# Listed records
_ _ _ _ _ _ _

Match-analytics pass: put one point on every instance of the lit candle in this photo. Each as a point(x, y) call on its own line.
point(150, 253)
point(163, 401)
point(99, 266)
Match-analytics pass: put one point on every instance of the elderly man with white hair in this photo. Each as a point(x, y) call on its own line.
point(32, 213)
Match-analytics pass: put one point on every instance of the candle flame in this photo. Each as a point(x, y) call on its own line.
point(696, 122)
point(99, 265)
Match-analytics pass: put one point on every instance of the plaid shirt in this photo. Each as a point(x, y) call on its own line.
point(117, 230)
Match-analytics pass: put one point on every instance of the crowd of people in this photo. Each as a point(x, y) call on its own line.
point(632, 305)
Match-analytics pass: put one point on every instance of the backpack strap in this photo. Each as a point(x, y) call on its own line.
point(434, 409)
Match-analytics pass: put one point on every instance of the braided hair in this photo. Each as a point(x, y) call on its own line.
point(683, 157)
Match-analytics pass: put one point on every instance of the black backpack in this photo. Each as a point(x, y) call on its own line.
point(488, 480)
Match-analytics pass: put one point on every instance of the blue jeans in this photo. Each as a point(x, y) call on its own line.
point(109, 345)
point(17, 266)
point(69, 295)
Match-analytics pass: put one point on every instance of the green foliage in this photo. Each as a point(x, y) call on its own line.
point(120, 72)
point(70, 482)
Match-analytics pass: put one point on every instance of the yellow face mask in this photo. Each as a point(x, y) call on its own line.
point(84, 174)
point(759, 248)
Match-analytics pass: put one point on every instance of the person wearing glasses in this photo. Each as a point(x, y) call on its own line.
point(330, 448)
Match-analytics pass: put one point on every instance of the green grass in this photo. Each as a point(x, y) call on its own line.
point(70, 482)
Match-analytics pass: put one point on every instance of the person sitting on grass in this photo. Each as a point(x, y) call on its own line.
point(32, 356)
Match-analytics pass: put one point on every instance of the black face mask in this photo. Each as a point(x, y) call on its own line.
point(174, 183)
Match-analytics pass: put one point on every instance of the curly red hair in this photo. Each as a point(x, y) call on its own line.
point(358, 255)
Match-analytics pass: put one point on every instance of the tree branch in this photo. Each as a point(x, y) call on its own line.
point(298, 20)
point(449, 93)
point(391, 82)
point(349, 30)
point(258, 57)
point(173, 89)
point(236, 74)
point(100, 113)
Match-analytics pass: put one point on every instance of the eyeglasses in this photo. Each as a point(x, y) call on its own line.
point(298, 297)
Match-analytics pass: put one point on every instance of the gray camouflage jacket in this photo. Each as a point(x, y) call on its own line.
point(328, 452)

_ _ _ _ _ _ _

# Challenge
Format the lines of the listing above as a Markdown table with the columns Row and Listing line, numbering each row and leaving out blank lines. Begin at the line that has "of the candle" and stop after the line that has "point(69, 295)".

# Correct response
| Row | Listing line |
|---|---|
| 1 | Match-analytics pass: put one point on every instance of the candle flame in this photo. Each as a point(x, y) call on its own line. |
| 2 | point(696, 122) |
| 3 | point(99, 265) |
| 4 | Match-analytics pass: put one point on every instance of the plaid shirt in this photo. Each as a point(x, y) call on its own line. |
| 5 | point(117, 230) |
| 6 | Match-analytics pass: put one point on every instance of the crowd of people in this photo. Each as a point(x, y) call on its own line. |
| 7 | point(632, 305) |
| 8 | Match-analytics pass: put one point on every instance of the backpack strap in this photo. Each as a point(x, y) call on its own line. |
| 9 | point(434, 409) |
| 10 | Match-analytics pass: put one point on every instance of the braided hair in this photo. Each as a point(x, y) call on its own line. |
| 11 | point(683, 157) |
| 12 | Match-analytics pass: put one point on every instance of the black backpack in this photo. Each as a point(x, y) call on its own line. |
| 13 | point(488, 480) |
| 14 | Match-analytics pass: put one point on every instance of the blue jeans in this photo. Each as a point(x, y) call on its own line. |
| 15 | point(109, 345) |
| 16 | point(17, 266) |
| 17 | point(69, 295) |